[START]

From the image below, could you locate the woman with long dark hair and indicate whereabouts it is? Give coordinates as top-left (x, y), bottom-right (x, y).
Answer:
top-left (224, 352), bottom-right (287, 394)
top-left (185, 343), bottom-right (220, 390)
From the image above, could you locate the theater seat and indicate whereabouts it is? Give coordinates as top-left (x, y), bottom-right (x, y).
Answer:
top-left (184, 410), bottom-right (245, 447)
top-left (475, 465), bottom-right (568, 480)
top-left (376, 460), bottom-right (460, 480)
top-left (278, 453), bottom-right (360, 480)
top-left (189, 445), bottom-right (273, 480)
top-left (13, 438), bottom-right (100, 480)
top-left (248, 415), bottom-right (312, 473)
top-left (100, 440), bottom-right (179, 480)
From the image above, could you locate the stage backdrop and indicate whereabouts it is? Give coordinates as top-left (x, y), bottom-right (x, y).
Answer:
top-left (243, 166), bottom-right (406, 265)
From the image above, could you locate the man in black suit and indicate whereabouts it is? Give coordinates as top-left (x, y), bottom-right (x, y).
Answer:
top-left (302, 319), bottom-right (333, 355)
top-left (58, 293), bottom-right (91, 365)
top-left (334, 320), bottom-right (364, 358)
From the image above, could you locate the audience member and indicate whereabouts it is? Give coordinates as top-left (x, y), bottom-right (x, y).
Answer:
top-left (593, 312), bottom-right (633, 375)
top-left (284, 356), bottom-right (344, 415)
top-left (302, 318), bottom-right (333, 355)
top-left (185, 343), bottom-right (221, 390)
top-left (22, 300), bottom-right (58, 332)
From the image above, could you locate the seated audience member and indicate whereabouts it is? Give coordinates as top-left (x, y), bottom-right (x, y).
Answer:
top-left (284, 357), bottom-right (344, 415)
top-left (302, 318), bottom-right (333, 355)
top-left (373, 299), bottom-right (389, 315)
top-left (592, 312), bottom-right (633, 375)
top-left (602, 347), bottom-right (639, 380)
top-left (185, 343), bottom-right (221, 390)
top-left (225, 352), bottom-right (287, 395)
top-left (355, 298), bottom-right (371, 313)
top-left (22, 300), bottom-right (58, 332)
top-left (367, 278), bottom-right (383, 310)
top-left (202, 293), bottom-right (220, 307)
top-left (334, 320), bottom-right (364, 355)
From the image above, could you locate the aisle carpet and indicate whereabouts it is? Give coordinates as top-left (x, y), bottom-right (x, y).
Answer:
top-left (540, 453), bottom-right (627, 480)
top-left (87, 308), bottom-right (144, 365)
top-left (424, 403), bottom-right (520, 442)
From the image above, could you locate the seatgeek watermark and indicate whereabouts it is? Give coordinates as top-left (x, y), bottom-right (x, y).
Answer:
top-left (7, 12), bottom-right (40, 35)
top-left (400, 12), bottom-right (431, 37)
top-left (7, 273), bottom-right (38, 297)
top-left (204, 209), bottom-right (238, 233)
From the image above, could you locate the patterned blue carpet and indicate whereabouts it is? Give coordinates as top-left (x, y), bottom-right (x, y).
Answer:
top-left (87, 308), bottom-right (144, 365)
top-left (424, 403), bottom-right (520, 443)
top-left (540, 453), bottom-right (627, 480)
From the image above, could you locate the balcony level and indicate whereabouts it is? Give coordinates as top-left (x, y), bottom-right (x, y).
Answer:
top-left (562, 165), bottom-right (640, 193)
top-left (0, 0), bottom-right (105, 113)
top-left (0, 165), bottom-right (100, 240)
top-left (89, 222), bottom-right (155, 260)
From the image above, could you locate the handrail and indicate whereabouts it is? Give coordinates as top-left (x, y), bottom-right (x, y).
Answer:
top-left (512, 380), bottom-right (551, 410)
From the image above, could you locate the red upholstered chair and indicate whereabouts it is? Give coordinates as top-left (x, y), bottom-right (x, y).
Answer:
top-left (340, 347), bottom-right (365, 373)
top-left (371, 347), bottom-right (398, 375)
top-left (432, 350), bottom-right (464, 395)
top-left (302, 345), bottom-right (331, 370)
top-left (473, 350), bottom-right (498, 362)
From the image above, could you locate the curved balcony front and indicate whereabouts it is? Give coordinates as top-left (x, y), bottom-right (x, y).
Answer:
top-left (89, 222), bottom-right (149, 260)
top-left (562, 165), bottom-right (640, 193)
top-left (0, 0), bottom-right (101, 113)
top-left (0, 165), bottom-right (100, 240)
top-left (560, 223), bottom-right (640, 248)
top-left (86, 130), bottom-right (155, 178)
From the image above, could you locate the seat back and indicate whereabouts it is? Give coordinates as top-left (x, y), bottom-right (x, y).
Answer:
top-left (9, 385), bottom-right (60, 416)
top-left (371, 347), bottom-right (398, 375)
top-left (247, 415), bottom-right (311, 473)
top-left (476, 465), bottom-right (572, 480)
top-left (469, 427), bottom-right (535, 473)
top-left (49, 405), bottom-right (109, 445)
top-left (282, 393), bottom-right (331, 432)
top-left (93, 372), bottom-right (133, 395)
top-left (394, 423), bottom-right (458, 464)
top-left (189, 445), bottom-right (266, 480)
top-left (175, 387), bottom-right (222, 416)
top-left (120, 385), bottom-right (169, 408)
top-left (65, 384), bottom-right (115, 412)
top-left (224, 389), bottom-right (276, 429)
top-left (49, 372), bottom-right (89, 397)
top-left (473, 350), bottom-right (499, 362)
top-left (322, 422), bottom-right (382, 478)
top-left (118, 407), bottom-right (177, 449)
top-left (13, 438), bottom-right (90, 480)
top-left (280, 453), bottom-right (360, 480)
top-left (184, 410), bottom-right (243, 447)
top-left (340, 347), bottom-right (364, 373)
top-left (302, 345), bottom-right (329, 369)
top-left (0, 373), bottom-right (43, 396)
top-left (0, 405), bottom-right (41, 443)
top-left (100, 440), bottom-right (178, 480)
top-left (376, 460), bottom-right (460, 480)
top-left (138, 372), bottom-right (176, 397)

[END]

Return every one of the records above verbatim, from the first line to the last, with no changes of any kind.

From the image below, could you locate the woman with long dark hair and indicate whereabouts it is? Give coordinates as top-left (x, y), bottom-right (x, y).
Answer:
top-left (224, 352), bottom-right (287, 394)
top-left (185, 343), bottom-right (220, 390)
From the image above, could you locate the theater seat and indicate whereabouts it is? Give coordinates as top-left (x, y), bottom-right (x, y).
Answer:
top-left (184, 410), bottom-right (245, 447)
top-left (475, 465), bottom-right (568, 480)
top-left (376, 460), bottom-right (460, 480)
top-left (278, 453), bottom-right (360, 480)
top-left (189, 445), bottom-right (273, 480)
top-left (13, 438), bottom-right (100, 480)
top-left (248, 415), bottom-right (312, 473)
top-left (100, 440), bottom-right (179, 480)
From the image above, could you locate the stage backdrop and indicate whereabouts it is? Give coordinates as top-left (x, y), bottom-right (x, y).
Answer:
top-left (243, 166), bottom-right (406, 265)
From the image above, could you locate the man in black suit and indicate whereabouts it is? Give coordinates as top-left (x, y), bottom-right (x, y).
Answer:
top-left (302, 319), bottom-right (333, 355)
top-left (58, 293), bottom-right (91, 365)
top-left (334, 320), bottom-right (364, 358)
From the image above, could you locate the audience member and indicate whereabouts it is? Give coordinates as top-left (x, y), bottom-right (x, y).
Answer:
top-left (593, 312), bottom-right (633, 375)
top-left (284, 356), bottom-right (344, 415)
top-left (302, 318), bottom-right (333, 355)
top-left (185, 343), bottom-right (221, 390)
top-left (22, 300), bottom-right (58, 332)
From the image above, could you locate the seated audience member and indicate whereabouts it is? Give coordinates as top-left (x, y), bottom-right (x, y).
Answer:
top-left (284, 357), bottom-right (344, 415)
top-left (302, 318), bottom-right (333, 355)
top-left (373, 299), bottom-right (389, 315)
top-left (592, 312), bottom-right (633, 375)
top-left (602, 347), bottom-right (639, 380)
top-left (185, 343), bottom-right (221, 390)
top-left (225, 352), bottom-right (287, 395)
top-left (355, 298), bottom-right (371, 313)
top-left (22, 300), bottom-right (58, 332)
top-left (367, 278), bottom-right (383, 310)
top-left (202, 293), bottom-right (220, 307)
top-left (334, 320), bottom-right (364, 355)
From the image above, could you locate the aisle carpet and indicate whereabouts it is? Give coordinates as top-left (x, y), bottom-right (x, y).
Answer:
top-left (540, 453), bottom-right (627, 480)
top-left (87, 308), bottom-right (144, 365)
top-left (424, 403), bottom-right (520, 442)
From the image above, could you locate the seatgeek watermark and indicate whereabouts it is? Give coordinates as top-left (x, y), bottom-right (x, y).
Answer:
top-left (7, 12), bottom-right (40, 35)
top-left (400, 12), bottom-right (431, 37)
top-left (7, 273), bottom-right (38, 297)
top-left (204, 209), bottom-right (238, 233)
From the image above, could you locate the patterned blue carpet and indicate whereabouts it is? Give coordinates as top-left (x, y), bottom-right (x, y).
Answer:
top-left (87, 308), bottom-right (144, 365)
top-left (424, 403), bottom-right (520, 443)
top-left (540, 453), bottom-right (627, 480)
From the image above, could you locate the balcony level and indicate whereabouts it is? Give coordinates as top-left (x, y), bottom-right (x, y).
Answer:
top-left (562, 165), bottom-right (640, 193)
top-left (0, 0), bottom-right (105, 113)
top-left (0, 165), bottom-right (100, 240)
top-left (89, 222), bottom-right (155, 260)
From the image above, could you locate the handrail and indicate whereabouts it is? Give coordinates as top-left (x, y), bottom-right (x, y).
Answer:
top-left (512, 380), bottom-right (551, 410)
From the image above, could you locate the red upholstered chair and indicate whereabouts it is? Give coordinates as top-left (x, y), bottom-right (x, y).
Answer:
top-left (340, 347), bottom-right (365, 373)
top-left (371, 347), bottom-right (398, 375)
top-left (432, 350), bottom-right (464, 395)
top-left (302, 345), bottom-right (331, 370)
top-left (473, 350), bottom-right (498, 362)
From the image above, could you locate the curved balcony front and indicate whereabouts it is? Give coordinates as top-left (x, y), bottom-right (x, y).
Answer:
top-left (89, 222), bottom-right (149, 260)
top-left (562, 165), bottom-right (640, 193)
top-left (0, 0), bottom-right (101, 113)
top-left (0, 165), bottom-right (100, 240)
top-left (560, 223), bottom-right (640, 248)
top-left (86, 130), bottom-right (155, 178)
From the image above, could you locate the seat back and indicate whereabouts it is? Give coordinates as top-left (x, y), bottom-right (x, y).
Answer:
top-left (9, 385), bottom-right (60, 416)
top-left (371, 347), bottom-right (398, 375)
top-left (247, 415), bottom-right (311, 473)
top-left (476, 465), bottom-right (572, 480)
top-left (469, 427), bottom-right (535, 473)
top-left (49, 405), bottom-right (109, 445)
top-left (282, 393), bottom-right (331, 432)
top-left (93, 372), bottom-right (133, 395)
top-left (394, 423), bottom-right (458, 464)
top-left (189, 445), bottom-right (266, 480)
top-left (175, 387), bottom-right (222, 416)
top-left (120, 385), bottom-right (169, 408)
top-left (65, 384), bottom-right (115, 412)
top-left (224, 389), bottom-right (276, 429)
top-left (49, 372), bottom-right (89, 397)
top-left (473, 350), bottom-right (499, 362)
top-left (322, 422), bottom-right (382, 478)
top-left (118, 407), bottom-right (177, 449)
top-left (13, 438), bottom-right (90, 480)
top-left (280, 453), bottom-right (360, 480)
top-left (184, 410), bottom-right (243, 447)
top-left (340, 347), bottom-right (364, 373)
top-left (302, 345), bottom-right (329, 369)
top-left (0, 373), bottom-right (43, 396)
top-left (0, 405), bottom-right (41, 443)
top-left (100, 440), bottom-right (178, 480)
top-left (376, 460), bottom-right (460, 480)
top-left (138, 372), bottom-right (176, 397)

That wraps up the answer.